• _TASK DETAILS_: Transcribe the part of the interview excerpt below that opens with the words "Laurie Halse Anderson." and closes with "a huge gift.", keeping every word and mark the same.

• _SELECTED PASSAGE_:
= = = = = = =

    I think it’s important to do my best to get the story “right.” For me, this means doing a lot of research. In IF I LIE, Quinn is from a military town and her father is a Marine. Quinn is also working with a Vietnam Vet on the Veterans History Project, which is a project run by the Library of Congress to record the stories of our soldiers. I was sick that I would do this experience an injustice. My publisher sent IF I LIE to the Veterans History Project, and my greatest fear was that they would tell me I was off base. Thankfully, that didn’t happen, and I’m proud to know that they were very touched by the story.
  • Who’s your favorite author?  What do you like about his/her work?
    Laurie Halse Anderson. Hands down. SPEAK blows me away, and I used to read sections of WINTERGIRLS to inspire me while I was writing IF I LIE. She’s brilliant at symbolism and voice. I also love her willingness to play with structure. For example, SPEAK is told in a journal format and WINTERGIRLS has an awesome use of strikethroughs and repetition that mirrors the internal angst of the narrator. Most of all, I find her use of language to be borderline poetic at times, and I love to sink into some of her lines and reread them. She makes me feel things when I read her work and that is a huge gift.

Sarah W:

  • Do you like the cover?
    I couldn’t imagine what the cover would look like. My main request to my publisher was that we stay away from girls in pretty dresses. I thought that would make light of the story or make it seem like a different kind of book than it is. My editor emailed me the cover while I was at my day job. My coworkers gathered around when I opened it, and I cried like an idiot. I think it’s so beautiful and mirrors the heart of IF I LIE in a way that surprised me. The black-and-white photo is both stark and full of emotion, and I could hug the designer for giving me that cover.
  • Have you ever been cheated on?

= = = = = = =

• _SOURCE INFORMATION_:
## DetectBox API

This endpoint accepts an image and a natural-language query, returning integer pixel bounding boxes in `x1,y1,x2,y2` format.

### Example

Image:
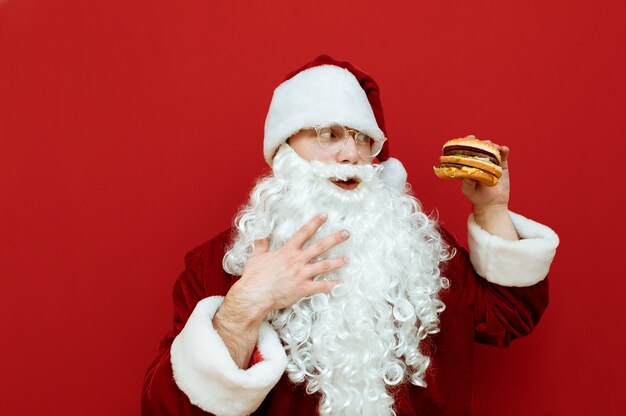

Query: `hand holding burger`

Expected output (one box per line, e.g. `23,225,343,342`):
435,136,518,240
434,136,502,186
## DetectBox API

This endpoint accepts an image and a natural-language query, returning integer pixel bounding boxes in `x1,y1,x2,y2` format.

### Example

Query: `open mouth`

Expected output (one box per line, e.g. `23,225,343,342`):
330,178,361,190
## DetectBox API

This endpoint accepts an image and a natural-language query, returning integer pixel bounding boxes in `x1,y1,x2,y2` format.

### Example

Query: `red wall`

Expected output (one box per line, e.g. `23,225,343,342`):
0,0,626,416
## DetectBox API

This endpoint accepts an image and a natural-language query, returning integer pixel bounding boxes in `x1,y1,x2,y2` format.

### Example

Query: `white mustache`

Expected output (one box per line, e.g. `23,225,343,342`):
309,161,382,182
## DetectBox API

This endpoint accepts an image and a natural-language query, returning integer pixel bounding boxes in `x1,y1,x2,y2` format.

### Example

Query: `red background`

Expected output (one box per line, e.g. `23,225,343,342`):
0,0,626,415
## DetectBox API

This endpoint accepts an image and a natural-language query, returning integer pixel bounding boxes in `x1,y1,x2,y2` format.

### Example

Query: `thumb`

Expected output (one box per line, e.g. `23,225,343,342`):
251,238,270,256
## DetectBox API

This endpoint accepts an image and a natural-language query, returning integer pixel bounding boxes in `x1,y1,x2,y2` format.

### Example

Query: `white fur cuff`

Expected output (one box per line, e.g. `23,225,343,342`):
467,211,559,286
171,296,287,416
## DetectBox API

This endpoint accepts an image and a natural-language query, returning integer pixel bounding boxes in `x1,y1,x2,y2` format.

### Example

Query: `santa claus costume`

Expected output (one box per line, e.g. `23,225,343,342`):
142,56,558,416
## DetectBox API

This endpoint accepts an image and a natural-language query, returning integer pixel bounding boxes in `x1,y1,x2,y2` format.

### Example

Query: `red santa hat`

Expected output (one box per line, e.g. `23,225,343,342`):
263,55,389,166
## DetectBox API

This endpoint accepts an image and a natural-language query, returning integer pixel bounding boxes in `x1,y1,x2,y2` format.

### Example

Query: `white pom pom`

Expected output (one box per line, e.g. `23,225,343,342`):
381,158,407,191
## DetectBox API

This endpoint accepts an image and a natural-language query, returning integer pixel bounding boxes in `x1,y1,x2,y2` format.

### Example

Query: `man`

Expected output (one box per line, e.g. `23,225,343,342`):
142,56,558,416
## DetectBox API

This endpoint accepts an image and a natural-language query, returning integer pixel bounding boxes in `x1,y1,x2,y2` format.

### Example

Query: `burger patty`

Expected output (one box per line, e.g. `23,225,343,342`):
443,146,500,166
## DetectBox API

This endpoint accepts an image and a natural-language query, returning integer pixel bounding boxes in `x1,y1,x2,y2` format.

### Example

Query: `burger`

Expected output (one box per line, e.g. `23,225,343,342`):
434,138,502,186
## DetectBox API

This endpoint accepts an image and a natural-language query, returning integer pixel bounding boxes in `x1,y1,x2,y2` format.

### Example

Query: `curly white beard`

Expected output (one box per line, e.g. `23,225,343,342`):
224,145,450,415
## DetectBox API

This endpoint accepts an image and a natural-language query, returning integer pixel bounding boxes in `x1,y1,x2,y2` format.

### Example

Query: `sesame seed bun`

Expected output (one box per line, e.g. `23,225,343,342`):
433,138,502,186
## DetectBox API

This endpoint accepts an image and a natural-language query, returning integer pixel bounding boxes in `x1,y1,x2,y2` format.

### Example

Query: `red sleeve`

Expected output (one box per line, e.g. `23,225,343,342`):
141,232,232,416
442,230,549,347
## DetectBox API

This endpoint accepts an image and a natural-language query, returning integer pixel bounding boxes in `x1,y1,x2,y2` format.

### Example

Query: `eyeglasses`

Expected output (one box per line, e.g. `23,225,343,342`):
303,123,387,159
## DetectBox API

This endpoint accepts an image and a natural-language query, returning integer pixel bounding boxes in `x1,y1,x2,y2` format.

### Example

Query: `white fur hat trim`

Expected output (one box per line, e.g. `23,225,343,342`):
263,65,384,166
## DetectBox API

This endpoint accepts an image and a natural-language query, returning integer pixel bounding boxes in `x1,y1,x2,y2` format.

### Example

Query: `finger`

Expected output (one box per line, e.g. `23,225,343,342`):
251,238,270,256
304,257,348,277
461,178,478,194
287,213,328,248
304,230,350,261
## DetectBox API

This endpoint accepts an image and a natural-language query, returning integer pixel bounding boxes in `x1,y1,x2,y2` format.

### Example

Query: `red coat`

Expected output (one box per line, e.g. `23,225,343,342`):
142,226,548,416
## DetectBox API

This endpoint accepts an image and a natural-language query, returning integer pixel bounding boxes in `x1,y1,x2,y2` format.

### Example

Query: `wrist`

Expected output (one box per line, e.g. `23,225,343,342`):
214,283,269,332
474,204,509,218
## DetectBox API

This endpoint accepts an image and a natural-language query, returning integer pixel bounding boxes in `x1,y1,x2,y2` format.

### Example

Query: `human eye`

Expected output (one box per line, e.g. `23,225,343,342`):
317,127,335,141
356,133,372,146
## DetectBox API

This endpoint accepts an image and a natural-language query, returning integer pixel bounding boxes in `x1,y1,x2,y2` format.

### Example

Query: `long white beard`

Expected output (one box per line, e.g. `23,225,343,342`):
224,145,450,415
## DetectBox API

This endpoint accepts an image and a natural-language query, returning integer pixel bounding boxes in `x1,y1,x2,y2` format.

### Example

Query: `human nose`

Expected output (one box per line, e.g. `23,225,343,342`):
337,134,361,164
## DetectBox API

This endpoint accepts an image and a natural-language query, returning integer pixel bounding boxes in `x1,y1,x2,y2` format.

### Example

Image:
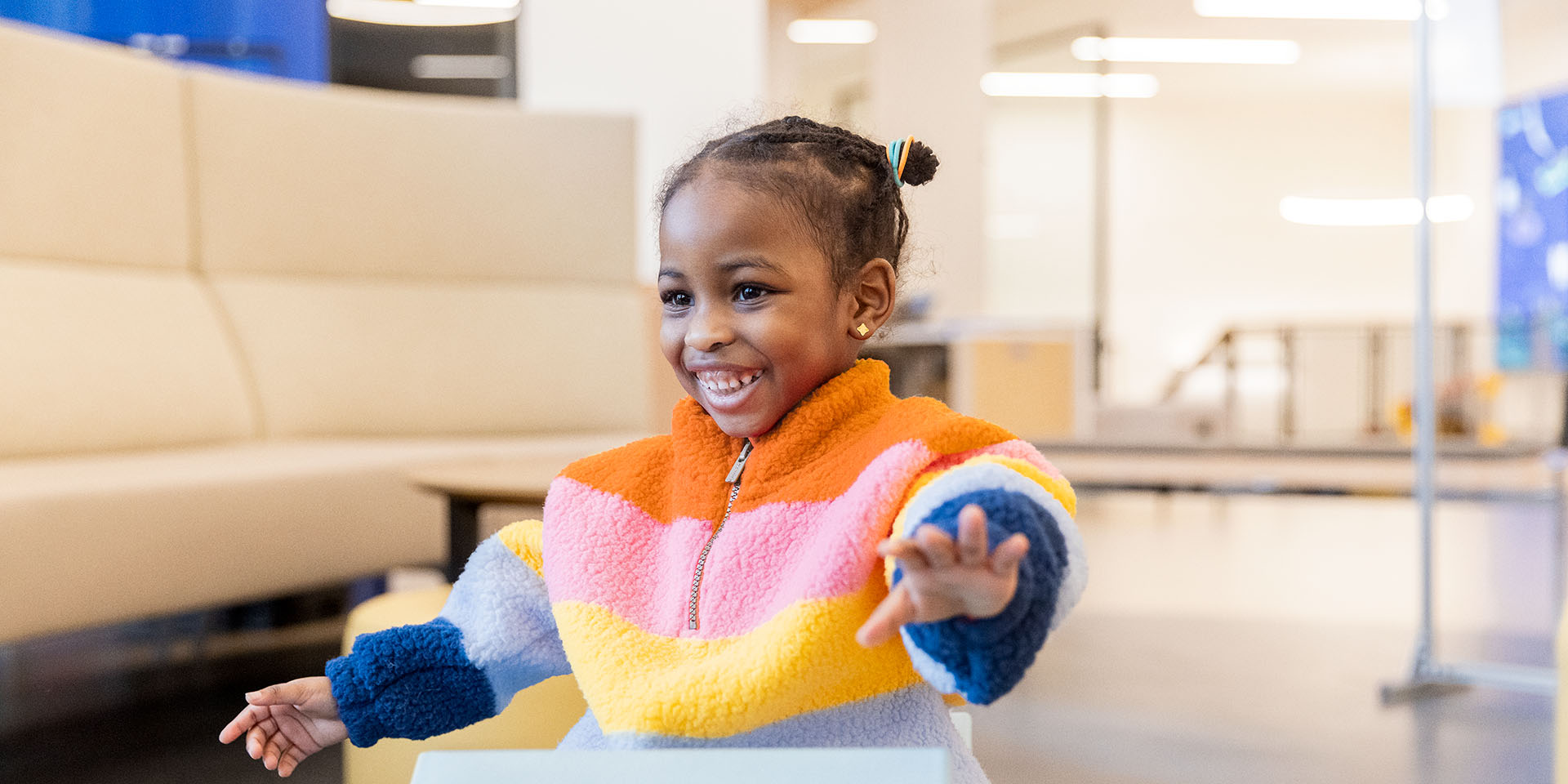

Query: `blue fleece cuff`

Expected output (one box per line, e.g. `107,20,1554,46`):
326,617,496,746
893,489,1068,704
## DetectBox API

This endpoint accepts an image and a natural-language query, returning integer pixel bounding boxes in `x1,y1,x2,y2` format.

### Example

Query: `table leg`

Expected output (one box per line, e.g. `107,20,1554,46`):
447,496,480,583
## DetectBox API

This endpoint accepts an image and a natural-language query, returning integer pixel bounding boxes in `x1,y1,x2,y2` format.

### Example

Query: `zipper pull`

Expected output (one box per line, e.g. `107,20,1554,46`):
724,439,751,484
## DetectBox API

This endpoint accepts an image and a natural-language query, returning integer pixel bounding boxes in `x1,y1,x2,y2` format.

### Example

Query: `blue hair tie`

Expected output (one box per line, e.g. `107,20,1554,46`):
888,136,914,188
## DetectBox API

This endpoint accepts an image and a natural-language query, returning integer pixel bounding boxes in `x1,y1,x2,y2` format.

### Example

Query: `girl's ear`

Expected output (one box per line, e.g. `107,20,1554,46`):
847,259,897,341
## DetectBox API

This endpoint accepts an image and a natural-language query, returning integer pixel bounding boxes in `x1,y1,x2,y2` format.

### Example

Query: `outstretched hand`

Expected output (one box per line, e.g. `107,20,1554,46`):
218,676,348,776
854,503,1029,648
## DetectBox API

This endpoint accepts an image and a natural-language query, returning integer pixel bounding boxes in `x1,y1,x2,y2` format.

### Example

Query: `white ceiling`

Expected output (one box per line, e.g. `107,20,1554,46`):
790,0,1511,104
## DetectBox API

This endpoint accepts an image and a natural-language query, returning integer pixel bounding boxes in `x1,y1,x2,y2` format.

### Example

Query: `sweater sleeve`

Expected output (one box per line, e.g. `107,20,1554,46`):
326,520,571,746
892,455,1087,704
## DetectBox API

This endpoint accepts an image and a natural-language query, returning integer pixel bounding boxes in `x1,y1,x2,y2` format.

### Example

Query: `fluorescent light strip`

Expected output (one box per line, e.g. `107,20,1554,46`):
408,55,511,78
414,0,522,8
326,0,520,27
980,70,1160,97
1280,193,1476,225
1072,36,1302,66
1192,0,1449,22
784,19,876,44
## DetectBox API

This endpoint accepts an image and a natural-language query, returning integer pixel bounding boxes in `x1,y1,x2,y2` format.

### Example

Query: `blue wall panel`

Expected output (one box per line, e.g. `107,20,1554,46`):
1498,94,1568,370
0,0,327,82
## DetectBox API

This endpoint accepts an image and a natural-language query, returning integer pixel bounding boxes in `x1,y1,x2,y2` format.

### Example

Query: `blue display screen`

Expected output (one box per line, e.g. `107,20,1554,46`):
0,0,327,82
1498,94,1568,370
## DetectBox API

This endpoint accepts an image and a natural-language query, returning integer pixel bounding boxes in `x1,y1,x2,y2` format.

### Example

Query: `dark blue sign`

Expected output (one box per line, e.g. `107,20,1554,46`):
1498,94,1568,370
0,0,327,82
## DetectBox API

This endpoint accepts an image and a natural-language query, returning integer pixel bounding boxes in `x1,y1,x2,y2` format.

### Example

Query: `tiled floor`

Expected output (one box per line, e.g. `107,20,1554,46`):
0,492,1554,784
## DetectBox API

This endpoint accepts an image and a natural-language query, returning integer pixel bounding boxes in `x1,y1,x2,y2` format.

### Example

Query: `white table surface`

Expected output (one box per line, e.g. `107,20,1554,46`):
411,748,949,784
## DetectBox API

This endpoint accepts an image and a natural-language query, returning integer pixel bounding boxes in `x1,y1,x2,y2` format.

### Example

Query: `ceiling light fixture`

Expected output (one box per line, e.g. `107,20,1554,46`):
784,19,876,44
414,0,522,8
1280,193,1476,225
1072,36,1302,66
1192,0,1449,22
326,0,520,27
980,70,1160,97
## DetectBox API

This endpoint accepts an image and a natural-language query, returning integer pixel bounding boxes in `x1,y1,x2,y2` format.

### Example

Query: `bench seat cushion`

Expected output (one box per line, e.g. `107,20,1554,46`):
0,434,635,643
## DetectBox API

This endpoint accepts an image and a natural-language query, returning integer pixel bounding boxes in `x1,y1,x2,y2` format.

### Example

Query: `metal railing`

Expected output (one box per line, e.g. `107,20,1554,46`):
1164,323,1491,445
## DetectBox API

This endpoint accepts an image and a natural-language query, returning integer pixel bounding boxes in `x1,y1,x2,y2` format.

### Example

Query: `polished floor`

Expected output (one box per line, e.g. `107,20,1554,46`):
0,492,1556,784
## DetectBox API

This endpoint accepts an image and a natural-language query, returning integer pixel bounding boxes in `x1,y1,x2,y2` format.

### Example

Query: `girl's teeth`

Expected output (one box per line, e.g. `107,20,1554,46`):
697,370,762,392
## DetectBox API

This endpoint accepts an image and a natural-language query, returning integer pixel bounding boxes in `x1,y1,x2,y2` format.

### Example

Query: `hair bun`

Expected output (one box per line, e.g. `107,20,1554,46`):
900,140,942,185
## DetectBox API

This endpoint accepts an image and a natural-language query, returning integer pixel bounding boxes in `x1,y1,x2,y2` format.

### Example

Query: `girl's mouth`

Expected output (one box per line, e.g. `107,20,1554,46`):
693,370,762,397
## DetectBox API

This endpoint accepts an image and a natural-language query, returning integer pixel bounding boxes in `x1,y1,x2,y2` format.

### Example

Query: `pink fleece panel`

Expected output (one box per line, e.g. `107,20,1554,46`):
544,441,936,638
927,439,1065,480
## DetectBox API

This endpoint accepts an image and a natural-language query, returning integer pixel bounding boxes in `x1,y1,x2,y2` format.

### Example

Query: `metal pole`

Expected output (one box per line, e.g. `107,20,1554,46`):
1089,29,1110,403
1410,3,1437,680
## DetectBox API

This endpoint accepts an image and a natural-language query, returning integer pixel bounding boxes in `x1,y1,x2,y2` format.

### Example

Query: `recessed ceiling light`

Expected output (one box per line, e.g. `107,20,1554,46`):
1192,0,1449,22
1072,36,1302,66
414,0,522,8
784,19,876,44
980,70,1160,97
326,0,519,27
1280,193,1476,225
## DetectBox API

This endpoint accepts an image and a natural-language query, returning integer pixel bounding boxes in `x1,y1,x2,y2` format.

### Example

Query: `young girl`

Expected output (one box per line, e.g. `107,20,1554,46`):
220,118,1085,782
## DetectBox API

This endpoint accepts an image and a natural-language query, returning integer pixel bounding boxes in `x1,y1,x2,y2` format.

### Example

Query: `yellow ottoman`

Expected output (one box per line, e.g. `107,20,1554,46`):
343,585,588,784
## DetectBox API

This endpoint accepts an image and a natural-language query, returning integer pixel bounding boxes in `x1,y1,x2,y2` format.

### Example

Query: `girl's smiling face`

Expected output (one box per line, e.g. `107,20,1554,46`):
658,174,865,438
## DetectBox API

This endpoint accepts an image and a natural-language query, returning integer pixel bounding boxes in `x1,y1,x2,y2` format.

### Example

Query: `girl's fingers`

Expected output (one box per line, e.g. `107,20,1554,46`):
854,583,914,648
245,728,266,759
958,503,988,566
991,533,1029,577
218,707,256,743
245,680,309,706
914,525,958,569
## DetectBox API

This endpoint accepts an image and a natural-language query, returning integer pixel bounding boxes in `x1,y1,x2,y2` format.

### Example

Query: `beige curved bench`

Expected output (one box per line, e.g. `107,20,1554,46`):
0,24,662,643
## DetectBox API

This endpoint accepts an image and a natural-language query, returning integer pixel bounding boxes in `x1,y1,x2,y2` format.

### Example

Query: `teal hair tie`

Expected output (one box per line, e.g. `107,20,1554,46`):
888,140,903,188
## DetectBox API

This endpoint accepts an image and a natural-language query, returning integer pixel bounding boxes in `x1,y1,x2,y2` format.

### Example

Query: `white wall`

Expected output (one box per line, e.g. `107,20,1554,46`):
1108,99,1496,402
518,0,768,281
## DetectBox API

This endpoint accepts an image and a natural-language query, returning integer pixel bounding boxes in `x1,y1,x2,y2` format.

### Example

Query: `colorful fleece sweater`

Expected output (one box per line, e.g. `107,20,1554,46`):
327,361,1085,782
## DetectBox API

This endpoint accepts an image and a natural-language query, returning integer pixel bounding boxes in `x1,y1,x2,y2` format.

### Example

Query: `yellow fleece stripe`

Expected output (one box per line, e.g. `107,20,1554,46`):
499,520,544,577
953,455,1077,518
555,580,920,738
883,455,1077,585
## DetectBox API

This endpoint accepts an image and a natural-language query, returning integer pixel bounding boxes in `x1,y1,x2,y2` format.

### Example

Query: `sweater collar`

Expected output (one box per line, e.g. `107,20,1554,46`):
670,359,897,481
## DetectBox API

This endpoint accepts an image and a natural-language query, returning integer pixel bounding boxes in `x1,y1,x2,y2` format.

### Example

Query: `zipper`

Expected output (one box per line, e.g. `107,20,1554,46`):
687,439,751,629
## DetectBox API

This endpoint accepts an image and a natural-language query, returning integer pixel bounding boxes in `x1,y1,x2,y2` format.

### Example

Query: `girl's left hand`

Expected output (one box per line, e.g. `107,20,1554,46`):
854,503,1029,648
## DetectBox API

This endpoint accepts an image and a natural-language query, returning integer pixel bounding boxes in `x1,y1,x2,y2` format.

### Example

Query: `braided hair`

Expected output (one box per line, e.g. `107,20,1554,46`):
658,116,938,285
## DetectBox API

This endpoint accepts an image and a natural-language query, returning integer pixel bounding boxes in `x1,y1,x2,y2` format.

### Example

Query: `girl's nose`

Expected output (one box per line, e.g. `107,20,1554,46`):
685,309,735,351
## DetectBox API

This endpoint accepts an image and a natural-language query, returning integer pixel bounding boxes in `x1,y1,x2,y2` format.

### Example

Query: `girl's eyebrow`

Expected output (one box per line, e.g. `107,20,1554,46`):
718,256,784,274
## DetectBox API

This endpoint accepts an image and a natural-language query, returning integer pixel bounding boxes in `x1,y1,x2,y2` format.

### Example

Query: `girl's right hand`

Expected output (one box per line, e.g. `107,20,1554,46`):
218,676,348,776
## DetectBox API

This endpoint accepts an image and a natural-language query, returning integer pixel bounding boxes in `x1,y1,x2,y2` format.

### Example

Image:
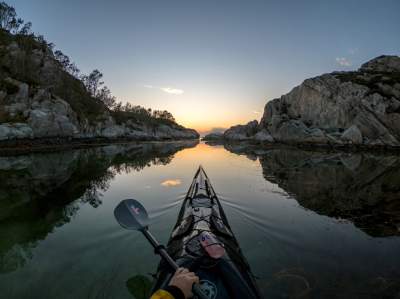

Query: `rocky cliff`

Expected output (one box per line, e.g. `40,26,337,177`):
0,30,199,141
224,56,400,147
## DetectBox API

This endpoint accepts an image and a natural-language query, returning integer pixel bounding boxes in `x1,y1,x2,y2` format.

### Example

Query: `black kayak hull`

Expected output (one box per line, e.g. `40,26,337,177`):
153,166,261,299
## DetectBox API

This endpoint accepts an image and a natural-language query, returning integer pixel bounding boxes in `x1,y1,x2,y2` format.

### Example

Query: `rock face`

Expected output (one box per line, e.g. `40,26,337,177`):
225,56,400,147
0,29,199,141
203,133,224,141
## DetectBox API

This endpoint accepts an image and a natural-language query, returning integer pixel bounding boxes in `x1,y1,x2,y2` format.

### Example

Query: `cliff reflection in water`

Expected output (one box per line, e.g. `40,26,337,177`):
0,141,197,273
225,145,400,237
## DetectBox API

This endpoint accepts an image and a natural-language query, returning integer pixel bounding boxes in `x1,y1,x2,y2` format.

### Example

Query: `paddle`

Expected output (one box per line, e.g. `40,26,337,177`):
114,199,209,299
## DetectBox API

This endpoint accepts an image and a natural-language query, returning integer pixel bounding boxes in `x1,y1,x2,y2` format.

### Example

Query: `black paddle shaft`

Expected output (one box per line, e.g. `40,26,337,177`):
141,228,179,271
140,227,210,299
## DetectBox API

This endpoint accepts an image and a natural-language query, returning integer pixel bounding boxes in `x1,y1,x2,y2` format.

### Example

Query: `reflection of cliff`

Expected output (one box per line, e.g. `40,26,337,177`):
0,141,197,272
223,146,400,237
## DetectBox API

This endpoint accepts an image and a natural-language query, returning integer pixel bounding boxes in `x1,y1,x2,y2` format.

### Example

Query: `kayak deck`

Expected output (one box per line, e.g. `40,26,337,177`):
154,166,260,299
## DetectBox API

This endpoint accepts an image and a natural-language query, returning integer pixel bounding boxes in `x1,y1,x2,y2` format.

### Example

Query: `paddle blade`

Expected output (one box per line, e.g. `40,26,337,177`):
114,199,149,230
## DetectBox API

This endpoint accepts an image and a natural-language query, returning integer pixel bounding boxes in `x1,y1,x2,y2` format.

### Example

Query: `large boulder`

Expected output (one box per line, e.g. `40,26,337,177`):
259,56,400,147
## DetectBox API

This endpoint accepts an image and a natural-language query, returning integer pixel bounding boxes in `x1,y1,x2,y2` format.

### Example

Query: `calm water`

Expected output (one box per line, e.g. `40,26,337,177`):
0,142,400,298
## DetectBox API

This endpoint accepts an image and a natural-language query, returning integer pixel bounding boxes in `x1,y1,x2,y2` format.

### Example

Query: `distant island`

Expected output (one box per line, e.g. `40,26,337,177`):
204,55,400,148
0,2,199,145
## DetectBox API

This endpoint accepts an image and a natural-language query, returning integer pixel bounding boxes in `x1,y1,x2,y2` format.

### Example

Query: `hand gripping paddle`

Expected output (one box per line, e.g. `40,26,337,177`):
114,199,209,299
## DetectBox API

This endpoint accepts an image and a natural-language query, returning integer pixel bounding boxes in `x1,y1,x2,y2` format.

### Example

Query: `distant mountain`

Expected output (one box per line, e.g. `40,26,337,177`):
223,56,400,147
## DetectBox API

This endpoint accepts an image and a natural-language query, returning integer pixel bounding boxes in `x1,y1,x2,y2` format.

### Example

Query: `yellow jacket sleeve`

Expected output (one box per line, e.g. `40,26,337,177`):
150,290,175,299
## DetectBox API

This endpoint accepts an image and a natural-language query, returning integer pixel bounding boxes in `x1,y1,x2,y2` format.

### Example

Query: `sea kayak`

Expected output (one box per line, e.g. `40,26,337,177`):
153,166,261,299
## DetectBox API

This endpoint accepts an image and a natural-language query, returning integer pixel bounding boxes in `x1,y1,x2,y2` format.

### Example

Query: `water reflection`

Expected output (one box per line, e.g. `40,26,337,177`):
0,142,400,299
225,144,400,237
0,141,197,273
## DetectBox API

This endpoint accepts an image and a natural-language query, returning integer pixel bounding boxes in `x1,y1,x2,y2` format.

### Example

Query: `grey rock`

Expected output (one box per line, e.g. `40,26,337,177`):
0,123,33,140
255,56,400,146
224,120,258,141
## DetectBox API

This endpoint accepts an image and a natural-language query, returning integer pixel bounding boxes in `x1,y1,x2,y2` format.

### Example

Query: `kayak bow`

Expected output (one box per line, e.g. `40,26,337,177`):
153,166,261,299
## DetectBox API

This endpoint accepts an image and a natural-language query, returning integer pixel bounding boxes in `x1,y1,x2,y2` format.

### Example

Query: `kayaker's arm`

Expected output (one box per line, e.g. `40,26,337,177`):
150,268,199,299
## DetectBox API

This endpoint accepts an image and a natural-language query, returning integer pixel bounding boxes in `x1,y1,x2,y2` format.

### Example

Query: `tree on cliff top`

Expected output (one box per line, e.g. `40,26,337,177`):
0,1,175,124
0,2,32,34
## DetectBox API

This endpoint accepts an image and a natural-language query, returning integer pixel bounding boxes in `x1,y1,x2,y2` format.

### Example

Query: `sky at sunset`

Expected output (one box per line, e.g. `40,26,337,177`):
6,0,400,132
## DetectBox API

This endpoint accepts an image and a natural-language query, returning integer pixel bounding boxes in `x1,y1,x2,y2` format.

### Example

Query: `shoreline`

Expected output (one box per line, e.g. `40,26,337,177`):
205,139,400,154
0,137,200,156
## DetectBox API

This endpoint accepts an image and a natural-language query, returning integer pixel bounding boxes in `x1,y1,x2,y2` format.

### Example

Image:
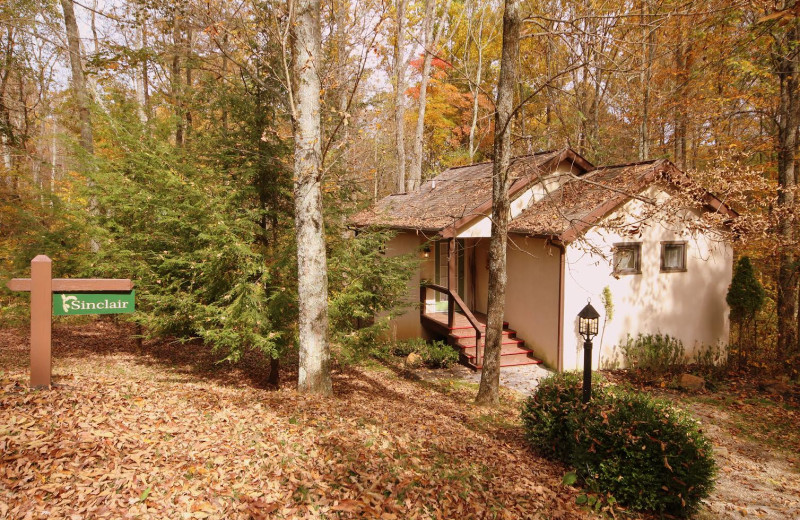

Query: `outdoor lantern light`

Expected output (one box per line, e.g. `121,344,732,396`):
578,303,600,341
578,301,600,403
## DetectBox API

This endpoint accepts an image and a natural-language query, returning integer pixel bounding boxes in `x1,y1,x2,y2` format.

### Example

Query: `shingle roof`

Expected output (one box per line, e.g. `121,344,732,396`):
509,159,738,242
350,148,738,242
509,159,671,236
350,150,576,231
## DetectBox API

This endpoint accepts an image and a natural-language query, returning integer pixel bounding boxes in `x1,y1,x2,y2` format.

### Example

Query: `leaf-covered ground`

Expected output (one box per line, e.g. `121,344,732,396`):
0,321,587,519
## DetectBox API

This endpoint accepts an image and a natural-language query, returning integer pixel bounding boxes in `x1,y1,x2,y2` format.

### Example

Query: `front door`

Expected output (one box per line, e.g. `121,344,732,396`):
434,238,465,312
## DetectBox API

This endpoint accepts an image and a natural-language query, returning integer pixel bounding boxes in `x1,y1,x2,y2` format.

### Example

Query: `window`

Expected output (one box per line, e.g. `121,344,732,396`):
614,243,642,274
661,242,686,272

= = = = = = =

• _FINISHED EXERCISE_:
Laurie Halse Anderson. Hands down. SPEAK blows me away, and I used to read sections of WINTERGIRLS to inspire me while I was writing IF I LIE. She’s brilliant at symbolism and voice. I also love her willingness to play with structure. For example, SPEAK is told in a journal format and WINTERGIRLS has an awesome use of strikethroughs and repetition that mirrors the internal angst of the narrator. Most of all, I find her use of language to be borderline poetic at times, and I love to sink into some of her lines and reread them. She makes me feel things when I read her work and that is a huge gift.